Brief a — According to the article on the Hollister band grant, what is the dollar amount of the grant the Hollister School District site will receive?

Page text —
⟨

The Hollister Elementary School Band is shown.

More low-income students at the Hollister Dual Language Academy will have the chance to bring home instruments, thanks to a private grant.
The Hollister School District site will receive a $5,000 grant on Sept. 4 from the Barona Band of Mission Indians to give music-making apparatuses to students who otherwise couldn’t afford to participate in band.
“We’re just putting more instruments in the hands of our kids,” said Principal Monique Ruiz. “We’re very excited – and grateful – for the opportunity to give this to the kids.”
The Barona Band of Mission Indians is a Native American tribe that provides grants to California schools so they can buy materials to promote academic improvement, according to the group’s website.
At the academy, students in the fourth, fifth and sixth grades at the K-6 school have the opportunity to sing in a choir or play instruments at least once a week. Those who choose to try their hands at flute, clarinet, trombone, trumpet, saxophone or percussion learn the basics of cleaning an instrument, reading music and producing sounds pleasing to the human ear.
“I think it’s great,” said Susan Silveira, who teaches band and choir at the academy. “Those kids, they’re already learning a second language – and really music is another language.”

⟩

Exercise input —
⟨

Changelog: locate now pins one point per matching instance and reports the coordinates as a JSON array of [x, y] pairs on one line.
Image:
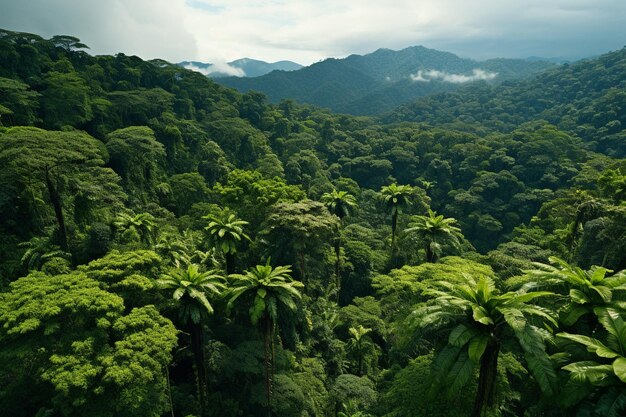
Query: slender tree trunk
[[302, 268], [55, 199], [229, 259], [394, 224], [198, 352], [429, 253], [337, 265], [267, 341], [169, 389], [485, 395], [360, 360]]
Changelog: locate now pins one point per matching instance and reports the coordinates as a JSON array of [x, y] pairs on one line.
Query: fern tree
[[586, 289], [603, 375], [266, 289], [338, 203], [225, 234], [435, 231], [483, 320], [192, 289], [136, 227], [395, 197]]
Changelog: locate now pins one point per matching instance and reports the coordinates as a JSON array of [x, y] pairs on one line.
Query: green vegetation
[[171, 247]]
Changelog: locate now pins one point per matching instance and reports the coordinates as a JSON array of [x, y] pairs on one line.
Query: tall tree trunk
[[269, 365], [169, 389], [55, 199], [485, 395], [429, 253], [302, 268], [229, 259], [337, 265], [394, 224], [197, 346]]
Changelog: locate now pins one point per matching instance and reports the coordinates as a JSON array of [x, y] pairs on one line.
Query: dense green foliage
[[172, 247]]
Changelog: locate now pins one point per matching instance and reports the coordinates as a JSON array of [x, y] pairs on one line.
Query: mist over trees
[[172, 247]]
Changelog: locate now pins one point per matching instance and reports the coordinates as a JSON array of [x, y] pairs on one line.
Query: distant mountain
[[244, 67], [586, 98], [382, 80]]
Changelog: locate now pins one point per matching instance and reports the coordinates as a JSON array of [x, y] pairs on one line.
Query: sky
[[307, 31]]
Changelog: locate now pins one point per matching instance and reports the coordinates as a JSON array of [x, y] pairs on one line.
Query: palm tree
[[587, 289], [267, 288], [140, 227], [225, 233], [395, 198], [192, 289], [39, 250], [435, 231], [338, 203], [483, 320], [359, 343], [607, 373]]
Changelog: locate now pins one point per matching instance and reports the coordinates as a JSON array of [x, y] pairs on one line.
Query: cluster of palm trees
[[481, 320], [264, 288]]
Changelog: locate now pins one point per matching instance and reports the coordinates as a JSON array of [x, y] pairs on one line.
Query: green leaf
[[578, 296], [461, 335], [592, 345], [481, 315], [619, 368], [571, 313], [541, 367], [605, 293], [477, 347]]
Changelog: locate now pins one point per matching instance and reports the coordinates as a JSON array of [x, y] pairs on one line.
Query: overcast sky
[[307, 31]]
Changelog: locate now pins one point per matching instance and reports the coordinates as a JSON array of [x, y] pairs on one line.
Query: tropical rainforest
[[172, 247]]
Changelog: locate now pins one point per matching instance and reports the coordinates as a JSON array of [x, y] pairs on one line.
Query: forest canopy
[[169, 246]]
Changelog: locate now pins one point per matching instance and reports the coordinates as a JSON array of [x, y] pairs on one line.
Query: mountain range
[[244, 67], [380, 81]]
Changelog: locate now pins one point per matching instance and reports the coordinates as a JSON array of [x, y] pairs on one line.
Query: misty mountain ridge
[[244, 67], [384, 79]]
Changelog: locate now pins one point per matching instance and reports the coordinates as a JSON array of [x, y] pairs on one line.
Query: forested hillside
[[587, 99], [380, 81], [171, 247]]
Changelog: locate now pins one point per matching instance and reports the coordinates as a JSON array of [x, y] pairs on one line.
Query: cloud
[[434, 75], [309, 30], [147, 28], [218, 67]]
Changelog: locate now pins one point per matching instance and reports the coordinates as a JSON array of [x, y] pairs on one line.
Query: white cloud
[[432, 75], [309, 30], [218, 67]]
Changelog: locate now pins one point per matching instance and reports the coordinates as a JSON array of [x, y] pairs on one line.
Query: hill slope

⟩

Brief b — Express everything in the listing, from its first line down to the line containing "395], [360, 360]]", as a Markdown table with the columns Row and Line. Give one numbered row per line, skip blank lines, and leave out the pictures.

Full response a — $5,000.

Full response b —
| Row | Line |
|---|---|
| 1 | Changelog: locate now pins one point per matching instance and reports the coordinates as a JSON array of [x, y] pairs on one line. |
| 2 | Image: |
| 3 | Query: slender tree trunk |
| 4 | [[302, 268], [55, 199], [229, 259], [394, 224], [198, 352], [429, 253], [337, 265], [267, 341], [169, 389], [485, 395], [360, 360]] |